Extract each line of the data below exactly as written.

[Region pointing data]
========================

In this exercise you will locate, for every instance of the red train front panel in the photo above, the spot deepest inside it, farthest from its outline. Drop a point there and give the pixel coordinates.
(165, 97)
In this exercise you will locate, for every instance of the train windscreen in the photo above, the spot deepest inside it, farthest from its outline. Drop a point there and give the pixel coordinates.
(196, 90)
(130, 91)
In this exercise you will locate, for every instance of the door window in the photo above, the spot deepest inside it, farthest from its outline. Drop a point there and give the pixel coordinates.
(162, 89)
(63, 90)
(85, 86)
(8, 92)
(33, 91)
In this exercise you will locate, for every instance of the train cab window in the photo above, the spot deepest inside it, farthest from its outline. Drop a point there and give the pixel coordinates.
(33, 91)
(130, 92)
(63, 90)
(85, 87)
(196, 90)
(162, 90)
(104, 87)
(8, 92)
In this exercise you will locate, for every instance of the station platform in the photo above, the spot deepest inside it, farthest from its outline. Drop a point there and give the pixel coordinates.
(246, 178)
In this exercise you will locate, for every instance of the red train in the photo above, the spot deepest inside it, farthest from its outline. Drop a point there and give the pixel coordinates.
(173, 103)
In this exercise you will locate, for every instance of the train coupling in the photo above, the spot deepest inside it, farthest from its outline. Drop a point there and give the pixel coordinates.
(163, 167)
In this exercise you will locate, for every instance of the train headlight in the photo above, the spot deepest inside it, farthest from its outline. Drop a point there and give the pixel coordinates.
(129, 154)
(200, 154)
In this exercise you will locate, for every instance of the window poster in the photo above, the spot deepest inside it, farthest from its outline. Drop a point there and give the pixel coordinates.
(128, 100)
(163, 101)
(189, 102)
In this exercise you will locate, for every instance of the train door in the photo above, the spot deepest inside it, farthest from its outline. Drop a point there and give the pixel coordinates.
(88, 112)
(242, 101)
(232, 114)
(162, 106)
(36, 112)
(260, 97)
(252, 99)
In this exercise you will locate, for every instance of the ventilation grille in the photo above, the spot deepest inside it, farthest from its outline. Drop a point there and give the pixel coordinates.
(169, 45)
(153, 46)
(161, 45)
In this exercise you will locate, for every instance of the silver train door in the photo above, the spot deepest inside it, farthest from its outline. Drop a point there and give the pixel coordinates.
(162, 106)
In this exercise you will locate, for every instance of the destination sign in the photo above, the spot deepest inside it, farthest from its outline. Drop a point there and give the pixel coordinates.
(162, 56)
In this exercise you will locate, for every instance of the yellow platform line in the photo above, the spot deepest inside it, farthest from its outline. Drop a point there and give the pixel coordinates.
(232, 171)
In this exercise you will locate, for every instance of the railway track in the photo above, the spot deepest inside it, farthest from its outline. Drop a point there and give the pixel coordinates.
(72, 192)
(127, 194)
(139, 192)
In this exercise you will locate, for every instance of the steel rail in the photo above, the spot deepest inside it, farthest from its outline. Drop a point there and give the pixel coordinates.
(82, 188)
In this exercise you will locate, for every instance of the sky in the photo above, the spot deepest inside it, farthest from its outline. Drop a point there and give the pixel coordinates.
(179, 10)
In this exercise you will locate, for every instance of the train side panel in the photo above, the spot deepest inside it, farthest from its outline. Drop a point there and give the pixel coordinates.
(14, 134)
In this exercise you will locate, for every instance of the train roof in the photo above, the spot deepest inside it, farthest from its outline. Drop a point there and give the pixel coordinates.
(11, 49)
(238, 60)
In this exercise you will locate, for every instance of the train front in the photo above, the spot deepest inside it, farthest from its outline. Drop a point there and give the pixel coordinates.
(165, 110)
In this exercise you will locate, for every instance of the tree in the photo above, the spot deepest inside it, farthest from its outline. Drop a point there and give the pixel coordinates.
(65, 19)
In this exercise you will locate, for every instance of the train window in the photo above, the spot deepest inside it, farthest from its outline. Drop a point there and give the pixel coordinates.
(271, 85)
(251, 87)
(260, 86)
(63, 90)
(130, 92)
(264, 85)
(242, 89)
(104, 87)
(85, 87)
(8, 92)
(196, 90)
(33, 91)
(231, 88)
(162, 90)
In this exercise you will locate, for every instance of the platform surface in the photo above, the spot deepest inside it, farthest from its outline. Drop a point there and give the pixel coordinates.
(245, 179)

========================

Solution to this task
In this exercise you will locate, for every instance of the red train front panel in the photo above, the spot deepest inside it, farthest from its outline. Drop a point there and give the pixel coordinates.
(165, 97)
In this exercise you will locate, for every instance of the train windscreen in the photo above, the spot deepest inside it, farthest from its outline. Drop a point there and give the pixel coordinates.
(196, 90)
(130, 91)
In this exercise you will locate, for every instance of the door window in the photo above, the spot deepest inside it, farthest from its outline. Drop a point there and give the pixel coordinates.
(162, 89)
(63, 90)
(85, 86)
(8, 92)
(33, 91)
In this exercise you will locate, for every instance of the train cab window in the photo above, the spot deepest inside it, farthest from its outline. Drop a point there and give the pixel coordinates.
(33, 91)
(130, 92)
(63, 90)
(85, 87)
(196, 90)
(162, 90)
(104, 87)
(8, 92)
In this exercise you will locate, for every instance of the station platform in the photo above, the spot deepest inside it, farthest from its outline. Drop a point there and give the pixel coordinates.
(246, 178)
In this exercise you will locate, for every instance of the red train in the photo above, the spot deepest inside it, farthest from its outline. Drop a point there and give the pixel coordinates.
(173, 103)
In this exercise you will locate, for every instance of the train coupling in the photo above, the spot deepest inside it, farthest from its outline. Drop a point there and give the pixel coordinates.
(163, 167)
In this exercise you will locate, for every instance of the train headlight in the photo above, the spot deepest inside it, farthest from its outline. Drop a point there and give the pixel coordinates.
(129, 154)
(200, 154)
In this exercise you will locate, for every instance of the window poster in the photo above, the spot deepest inside it, farthest from its outline. Drop a point there and give the pixel coordinates.
(128, 100)
(163, 101)
(189, 102)
In this exercise you will locate, for every instance of the train door in the photo above, the spot deepest inside it, farthest from its outline. Drop a point there and give the pixel coordinates.
(88, 112)
(242, 101)
(232, 114)
(162, 106)
(36, 112)
(260, 97)
(252, 99)
In this exercise you will locate, for every instance of the ventilation grille in the photo above, the spot deepest inside it, farthest from its outline. Drop a point there and give the pixel coordinates.
(169, 45)
(153, 46)
(161, 45)
In this exercise you will locate, for every instance of the silver train door in the photo above, the spot deepest inside it, farthest from its outline. Drop a point there and give the pixel coordinates.
(162, 106)
In this exercise you will locate, for every instance of the destination sign in the photo above, the spot deepest inside it, farthest from its outline. Drop a point there and give the pixel coordinates.
(162, 56)
In this exercise you will locate, for every instance of the yellow platform line in the photo above, the spot deepest inside it, farthest from its outline. Drop a point there and give the pixel coordinates.
(232, 171)
In this exercise you will locate, for every instance of the railway track in the photo above, the spot deepest inside it, farthest from its outline. Drop a point there and give the pixel coordinates.
(72, 192)
(127, 194)
(139, 192)
In this exercise you will locate, for every instance of the steel rail in the photo above, the spot deepest inside it, farthest from its outline. Drop a point there and give the pixel coordinates.
(82, 188)
In this exercise you will locate, for every instance of the sky in the photo above, the spot deepest inside it, farthest from its outline. Drop a point there and give the pixel coordinates.
(179, 10)
In this exercise you will locate, for every instance of the train side panel in the photo above, the spot deepest inside it, farthest from its outline. Drop a point there and give the pixel coordinates.
(14, 134)
In this exercise you will locate, for every instance of the train roof in the photo above, the spot deepest inside it, farthest from its outline. Drop a point there and give the pixel coordinates.
(11, 49)
(238, 60)
In this exercise you will locate, for every instance of the train front in the photo above, the spot deepest inside it, farthest from its outline. Drop a point there and give the pixel coordinates.
(165, 110)
In this exercise you will locate, for every instance of the tree in the photo above, the spot deepest inside it, farthest from its outline. Drop a point there and give the pixel coordinates.
(65, 19)
In this exercise you will locate, for every instance of the train window in the photo above, the spot deepest inside it, farthest from its outline. Drop a point there and give the pixel coordinates.
(271, 85)
(251, 87)
(260, 86)
(63, 90)
(130, 92)
(264, 85)
(242, 89)
(104, 87)
(85, 87)
(8, 92)
(196, 90)
(33, 91)
(231, 88)
(162, 90)
In this exercise you will locate, for every instance of the platform surface in the photo above, the spot deepest inside it, farthest from its outline. Drop a point there and give the pixel coordinates.
(245, 179)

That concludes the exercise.